## ASSIGNED TASK
Each line of the entries that mentions the string "small" needs to be reported.

[Saved data entries]
Segment Open

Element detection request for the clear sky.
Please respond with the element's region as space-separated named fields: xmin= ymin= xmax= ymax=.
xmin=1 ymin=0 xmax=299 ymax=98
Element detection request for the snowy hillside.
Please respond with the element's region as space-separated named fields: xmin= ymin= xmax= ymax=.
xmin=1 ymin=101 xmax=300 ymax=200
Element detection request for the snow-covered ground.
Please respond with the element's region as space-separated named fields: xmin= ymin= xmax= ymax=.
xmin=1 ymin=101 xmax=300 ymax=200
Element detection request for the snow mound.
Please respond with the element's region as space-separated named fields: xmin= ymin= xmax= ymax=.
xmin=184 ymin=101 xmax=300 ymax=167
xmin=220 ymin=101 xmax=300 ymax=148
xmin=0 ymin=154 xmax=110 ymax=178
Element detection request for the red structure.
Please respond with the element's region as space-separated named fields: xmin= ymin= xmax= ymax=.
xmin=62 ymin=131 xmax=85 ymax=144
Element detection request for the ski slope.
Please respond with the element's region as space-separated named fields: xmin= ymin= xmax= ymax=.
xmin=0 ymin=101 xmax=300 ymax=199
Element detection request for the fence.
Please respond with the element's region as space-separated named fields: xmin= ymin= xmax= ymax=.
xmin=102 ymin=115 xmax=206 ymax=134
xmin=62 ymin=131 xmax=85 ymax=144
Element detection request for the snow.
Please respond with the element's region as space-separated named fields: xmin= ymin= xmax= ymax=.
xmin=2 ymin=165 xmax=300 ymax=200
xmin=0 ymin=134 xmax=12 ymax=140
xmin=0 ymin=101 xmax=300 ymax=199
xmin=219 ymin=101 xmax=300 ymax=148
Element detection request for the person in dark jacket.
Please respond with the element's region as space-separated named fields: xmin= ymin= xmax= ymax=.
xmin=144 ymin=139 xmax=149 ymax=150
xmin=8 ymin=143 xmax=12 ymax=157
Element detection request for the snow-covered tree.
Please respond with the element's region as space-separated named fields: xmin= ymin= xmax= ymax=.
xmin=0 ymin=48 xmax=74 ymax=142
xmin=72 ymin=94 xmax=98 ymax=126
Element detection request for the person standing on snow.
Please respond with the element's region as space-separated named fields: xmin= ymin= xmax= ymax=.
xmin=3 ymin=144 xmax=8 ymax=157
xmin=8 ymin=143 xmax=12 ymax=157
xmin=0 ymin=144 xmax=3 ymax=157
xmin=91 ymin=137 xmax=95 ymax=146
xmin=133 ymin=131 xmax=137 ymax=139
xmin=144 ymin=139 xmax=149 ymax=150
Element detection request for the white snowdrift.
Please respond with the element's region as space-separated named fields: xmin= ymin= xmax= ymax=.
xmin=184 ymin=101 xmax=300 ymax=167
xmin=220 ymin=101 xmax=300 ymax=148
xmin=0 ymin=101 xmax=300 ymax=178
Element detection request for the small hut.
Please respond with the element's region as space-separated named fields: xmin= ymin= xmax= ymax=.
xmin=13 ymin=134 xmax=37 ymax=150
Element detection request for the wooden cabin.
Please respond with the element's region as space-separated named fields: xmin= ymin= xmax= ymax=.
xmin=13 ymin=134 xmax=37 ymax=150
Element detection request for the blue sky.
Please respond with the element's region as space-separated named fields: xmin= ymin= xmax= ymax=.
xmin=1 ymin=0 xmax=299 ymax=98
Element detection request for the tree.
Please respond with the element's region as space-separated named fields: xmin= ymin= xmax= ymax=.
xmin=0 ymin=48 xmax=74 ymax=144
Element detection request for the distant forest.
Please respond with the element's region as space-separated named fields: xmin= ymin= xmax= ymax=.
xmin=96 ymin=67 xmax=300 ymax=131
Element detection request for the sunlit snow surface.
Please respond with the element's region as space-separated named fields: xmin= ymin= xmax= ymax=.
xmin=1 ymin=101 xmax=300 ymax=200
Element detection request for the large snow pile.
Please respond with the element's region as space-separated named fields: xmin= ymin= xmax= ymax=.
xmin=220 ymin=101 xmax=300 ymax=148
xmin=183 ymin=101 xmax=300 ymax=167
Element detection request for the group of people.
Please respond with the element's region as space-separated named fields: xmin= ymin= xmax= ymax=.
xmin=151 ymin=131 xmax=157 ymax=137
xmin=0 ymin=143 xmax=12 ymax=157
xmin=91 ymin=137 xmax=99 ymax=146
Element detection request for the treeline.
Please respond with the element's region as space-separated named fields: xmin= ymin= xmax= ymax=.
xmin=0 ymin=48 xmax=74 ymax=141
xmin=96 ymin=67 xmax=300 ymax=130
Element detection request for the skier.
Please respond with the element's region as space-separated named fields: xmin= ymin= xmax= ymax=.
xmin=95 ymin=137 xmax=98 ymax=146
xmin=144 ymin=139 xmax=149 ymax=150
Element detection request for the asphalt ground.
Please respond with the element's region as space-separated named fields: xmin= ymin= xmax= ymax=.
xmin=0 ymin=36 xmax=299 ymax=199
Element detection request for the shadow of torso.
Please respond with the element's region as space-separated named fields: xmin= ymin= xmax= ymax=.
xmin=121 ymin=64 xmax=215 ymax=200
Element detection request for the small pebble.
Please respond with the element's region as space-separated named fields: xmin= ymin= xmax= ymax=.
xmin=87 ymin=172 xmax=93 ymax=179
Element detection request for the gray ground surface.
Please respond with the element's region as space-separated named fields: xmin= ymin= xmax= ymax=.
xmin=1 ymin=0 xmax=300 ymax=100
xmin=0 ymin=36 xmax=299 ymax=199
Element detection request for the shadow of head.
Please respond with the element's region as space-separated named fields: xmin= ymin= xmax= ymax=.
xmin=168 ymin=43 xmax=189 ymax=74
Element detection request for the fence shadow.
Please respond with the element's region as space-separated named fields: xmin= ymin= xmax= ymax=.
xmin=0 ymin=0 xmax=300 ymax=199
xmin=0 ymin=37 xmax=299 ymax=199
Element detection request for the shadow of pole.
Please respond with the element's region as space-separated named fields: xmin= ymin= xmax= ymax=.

Segment Closed

## RESULT FOR THIS EXERCISE
Element detection request for the small hut.
Element detection request for the small pebble.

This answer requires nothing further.